◆ Exercise details
Output all entries verbatim. Skip pictures.

◆ Records for this task
+ + +
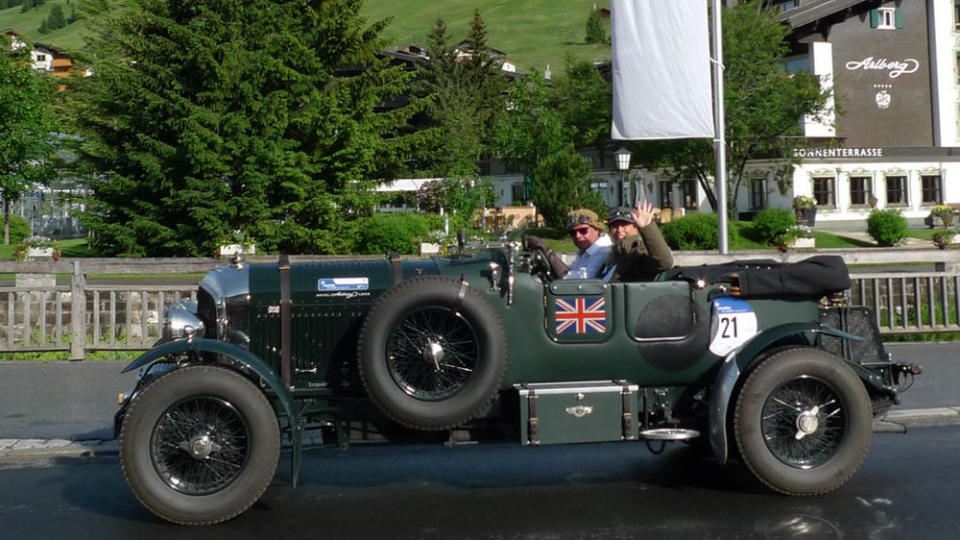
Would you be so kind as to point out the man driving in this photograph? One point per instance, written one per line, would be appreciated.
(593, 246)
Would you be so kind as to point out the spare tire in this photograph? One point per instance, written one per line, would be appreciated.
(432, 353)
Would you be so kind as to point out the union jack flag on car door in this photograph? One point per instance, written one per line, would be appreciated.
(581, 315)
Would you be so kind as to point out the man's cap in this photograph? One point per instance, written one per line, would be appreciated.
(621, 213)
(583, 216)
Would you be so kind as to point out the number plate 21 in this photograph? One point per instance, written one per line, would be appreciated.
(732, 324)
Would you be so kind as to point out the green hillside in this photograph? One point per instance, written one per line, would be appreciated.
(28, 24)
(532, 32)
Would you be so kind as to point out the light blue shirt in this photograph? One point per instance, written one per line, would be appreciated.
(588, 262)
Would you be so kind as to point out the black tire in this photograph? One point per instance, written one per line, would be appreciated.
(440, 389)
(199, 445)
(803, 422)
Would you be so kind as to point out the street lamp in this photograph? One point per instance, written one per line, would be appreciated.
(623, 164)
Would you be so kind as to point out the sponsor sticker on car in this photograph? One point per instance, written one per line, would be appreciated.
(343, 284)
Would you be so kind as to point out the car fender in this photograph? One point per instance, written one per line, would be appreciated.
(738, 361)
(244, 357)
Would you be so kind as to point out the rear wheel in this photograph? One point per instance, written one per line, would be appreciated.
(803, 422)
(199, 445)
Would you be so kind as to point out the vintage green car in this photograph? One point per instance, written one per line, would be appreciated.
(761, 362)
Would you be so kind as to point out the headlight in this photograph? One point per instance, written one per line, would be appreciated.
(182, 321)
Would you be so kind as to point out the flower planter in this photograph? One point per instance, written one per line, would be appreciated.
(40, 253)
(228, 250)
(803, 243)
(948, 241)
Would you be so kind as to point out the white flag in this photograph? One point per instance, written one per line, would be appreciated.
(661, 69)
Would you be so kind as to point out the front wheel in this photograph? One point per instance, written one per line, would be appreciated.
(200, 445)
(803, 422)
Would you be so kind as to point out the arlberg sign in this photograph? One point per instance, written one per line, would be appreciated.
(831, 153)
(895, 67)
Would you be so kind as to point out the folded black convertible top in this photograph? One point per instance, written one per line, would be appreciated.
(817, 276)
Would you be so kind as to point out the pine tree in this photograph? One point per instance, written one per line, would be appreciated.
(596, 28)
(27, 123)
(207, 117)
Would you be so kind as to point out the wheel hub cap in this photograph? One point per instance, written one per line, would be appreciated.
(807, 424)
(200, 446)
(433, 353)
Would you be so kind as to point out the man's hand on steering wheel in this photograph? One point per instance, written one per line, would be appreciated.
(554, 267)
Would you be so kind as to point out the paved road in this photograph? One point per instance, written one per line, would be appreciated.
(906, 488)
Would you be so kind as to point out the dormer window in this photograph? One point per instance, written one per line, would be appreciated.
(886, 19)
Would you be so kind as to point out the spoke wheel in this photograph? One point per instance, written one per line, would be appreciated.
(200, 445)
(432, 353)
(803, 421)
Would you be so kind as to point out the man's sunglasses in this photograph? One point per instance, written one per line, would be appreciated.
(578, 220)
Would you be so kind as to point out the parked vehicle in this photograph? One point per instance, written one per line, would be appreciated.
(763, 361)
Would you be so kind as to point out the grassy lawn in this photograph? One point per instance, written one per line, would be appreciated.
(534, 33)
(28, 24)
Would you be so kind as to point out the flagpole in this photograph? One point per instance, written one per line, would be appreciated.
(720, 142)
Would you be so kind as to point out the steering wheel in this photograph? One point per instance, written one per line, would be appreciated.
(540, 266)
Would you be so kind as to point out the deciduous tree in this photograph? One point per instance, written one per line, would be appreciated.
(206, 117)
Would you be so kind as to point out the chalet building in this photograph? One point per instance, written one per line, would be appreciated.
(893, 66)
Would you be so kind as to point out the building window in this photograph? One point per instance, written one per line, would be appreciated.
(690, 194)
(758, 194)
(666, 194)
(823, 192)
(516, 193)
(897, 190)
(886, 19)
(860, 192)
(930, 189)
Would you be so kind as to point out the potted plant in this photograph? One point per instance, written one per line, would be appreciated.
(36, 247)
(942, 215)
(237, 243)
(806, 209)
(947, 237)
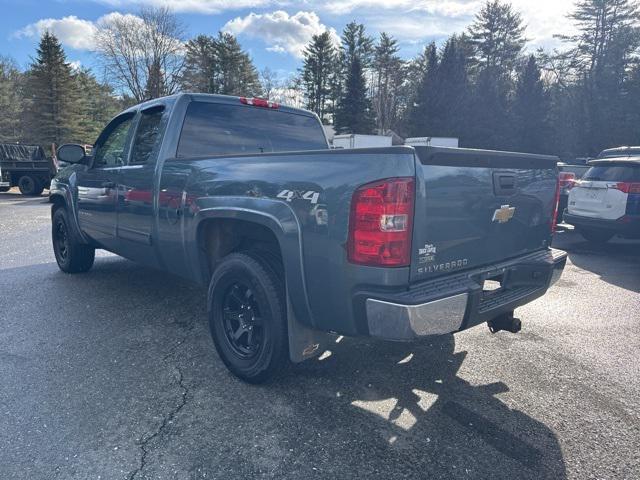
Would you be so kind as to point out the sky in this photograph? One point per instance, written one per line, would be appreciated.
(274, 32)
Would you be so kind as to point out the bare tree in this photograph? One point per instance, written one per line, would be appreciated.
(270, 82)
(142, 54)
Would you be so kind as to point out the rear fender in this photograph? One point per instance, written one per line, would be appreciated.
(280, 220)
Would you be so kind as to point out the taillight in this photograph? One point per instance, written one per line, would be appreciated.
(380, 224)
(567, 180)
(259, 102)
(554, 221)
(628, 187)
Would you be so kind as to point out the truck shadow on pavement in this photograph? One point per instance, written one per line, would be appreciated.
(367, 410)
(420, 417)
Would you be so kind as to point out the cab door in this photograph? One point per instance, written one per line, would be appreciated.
+ + +
◆ Output of the exercise
Would you be so kind as to point out the man driving in this photograph? One point per instance, written one per line, would be appreciated.
(593, 246)
Would you be so kind as to point out the spare tire in this photograph? One point per instance, written one per line, would be appreciated.
(432, 353)
Would you be so kind as to point out the union jack flag on car door in this photograph? One point per instance, written one per line, would be appreciated.
(581, 315)
Would you be so kind as to point out the man's cap in this photograph? One point per instance, written one per line, would be appreciated.
(621, 213)
(583, 216)
Would you be so kind as to point out the number plate 21 in this photograph? One point per instance, written one per line, would be appreciated.
(732, 324)
Would you be so kind as to point out the green hillside in this photograph? One point per instance, written one per line, would be appreciated.
(28, 24)
(532, 32)
Would you be so kind as to point out the light blue shirt in this photograph? One point per instance, written one per line, would be appreciated.
(588, 262)
Would you be so kind as to point out the black tire in this photograph? One point per instance, written one per line, would be appreciated.
(440, 389)
(199, 445)
(803, 422)
Would you be so kind as to point out the street lamp in this photograph? One point per instance, written one per line, would be appreciated.
(623, 164)
Would you be so kind as to point out the sponsor sticker on car in this photograph? One point per instance, written one per line, would be appreciated.
(343, 284)
Would you be so kind as to point out the car fender in this photograph? One point per instance, written one per line, would be appreciated.
(738, 361)
(244, 357)
Would you be so kind as to point out the rear wheel in this photograph? One point per instance, written one per line, would be appreciated.
(803, 422)
(199, 445)
Would you be so kind as to point out the vintage green car in this photograph? One point per instance, written one per line, would be appreciated.
(761, 362)
Would you be so kind as to point out the headlight in this photograph? One point per instance, written one per line, would be appreciated.
(182, 321)
Would you be so kind as to point out the flower planter in this photograph? One point per instance, written one per line, would be appreciated.
(40, 253)
(228, 250)
(803, 243)
(948, 241)
Would you be so kind as to point out the white flag in this photograph? One point per instance, written one per line, would be appreciated.
(661, 69)
Would you be so kind as to point out the front wheel in this photograph? One point per instance, written one per line, would be appreciated.
(200, 445)
(803, 422)
Would you be so kind as to point out the arlberg sign in this photograph? One point per instance, written one per line, would be appreciated.
(831, 153)
(895, 67)
Would you be so kind as to point out the folded black convertible top in this photograph? One point per instance, written one per line, would be appreciated.
(817, 276)
Would you be so kind as to point out the pine tree in this photograph? One point per instance, written one per line, would be appreciated.
(596, 28)
(27, 123)
(207, 117)
Would you be so kind as to point out the wheel hub cap in this photograph? One point per instance, written one per line, would be appreciated.
(807, 424)
(200, 446)
(433, 353)
Would you be so kind as to point out the man's hand on steering wheel in this photograph? One point per instance, written one per line, would be appreciated.
(554, 267)
Would you be so kind as to point out the paved road in this photograph? One point per instance, written one per line, would be appreciated.
(906, 488)
Would you be so kind as to point out the dormer window in this photograph? One point per instance, written one per line, would be appreciated.
(886, 19)
Would you be so kind as to point out the spoke wheel in this photograph? One point per instance, written one per line, would be appreciated.
(200, 445)
(432, 353)
(803, 421)
Would you be so kind as to point out the man's sunglasses in this photograph? One point per instance, written one per line, would be appreciated.
(578, 220)
Would you be so kind as to point out the parked vehicle in this photograph? One point per instance, written one per line, would be appreciated.
(763, 361)
Would you be so kind as to point out the grassy lawn in this photograph? One point per instance, written one per line, would be appreciated.
(534, 33)
(28, 24)
Would you be so kind as to point out the flagpole in this photograph? One point per instance, written one per line, would be appreciated.
(720, 142)
Would you be so kind as to point out the steering wheel in this photograph? One point per instance, written one per line, would be appreciated.
(540, 266)
Would you be so kind as to point out the deciduous tree in this photograph? One point per instance, written one per line, would be appreciated.
(206, 117)
Would you be so kind as to point out the chalet building in this photograph? One point per instance, written one per line, would be appreciated.
(893, 66)
Would you be so kind as to point out the building window in this photograph? One point per instance, written one per line, would be appreciated.
(690, 194)
(758, 194)
(666, 194)
(823, 192)
(516, 193)
(897, 190)
(886, 19)
(860, 192)
(930, 189)
Would you be so kind as to point out the potted plant in this photograph? One point per instance, written one per line, would be appreciated.
(36, 247)
(942, 215)
(237, 243)
(806, 209)
(947, 237)
Would you be so kind as to point out the sky in this photograph? One point per instance, written one per line, would be appreciated.
(274, 32)
Would you be so kind as to point out the bare tree in this photograph? One point per instance, written one per line, would be appreciated.
(270, 82)
(142, 54)
Would you be so kind as to point out the rear fender in this photograph? One point per instance, written one per line, would be appreciated.
(280, 220)
Would you be so kind as to point out the taillight in this photograph? One point per instance, written one per line, would be appreciated.
(380, 224)
(567, 180)
(259, 102)
(554, 221)
(628, 187)
Would you be so kind as to point out the truck shadow on pavement in this photograph? One point per instance, written one per line, would be appreciated.
(367, 410)
(420, 417)
Would you be so kind as to point out the cab door in this photograph? One point per instance, written one per line, would be appreciated.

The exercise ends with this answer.